Given problem - Output the lines below as a JSON list of strings, with one string for each line and blank lines left out.

start Materials provided

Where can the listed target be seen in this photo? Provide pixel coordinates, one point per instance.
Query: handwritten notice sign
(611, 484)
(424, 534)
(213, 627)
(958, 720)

end Materials provided

Answer below -
[
  "Where can the listed target be seen in this photo? Provide pixel coordinates, one point per instance.",
  "Query: handwritten notice sign",
  "(611, 484)",
  "(424, 534)",
  "(213, 627)",
  "(958, 720)"
]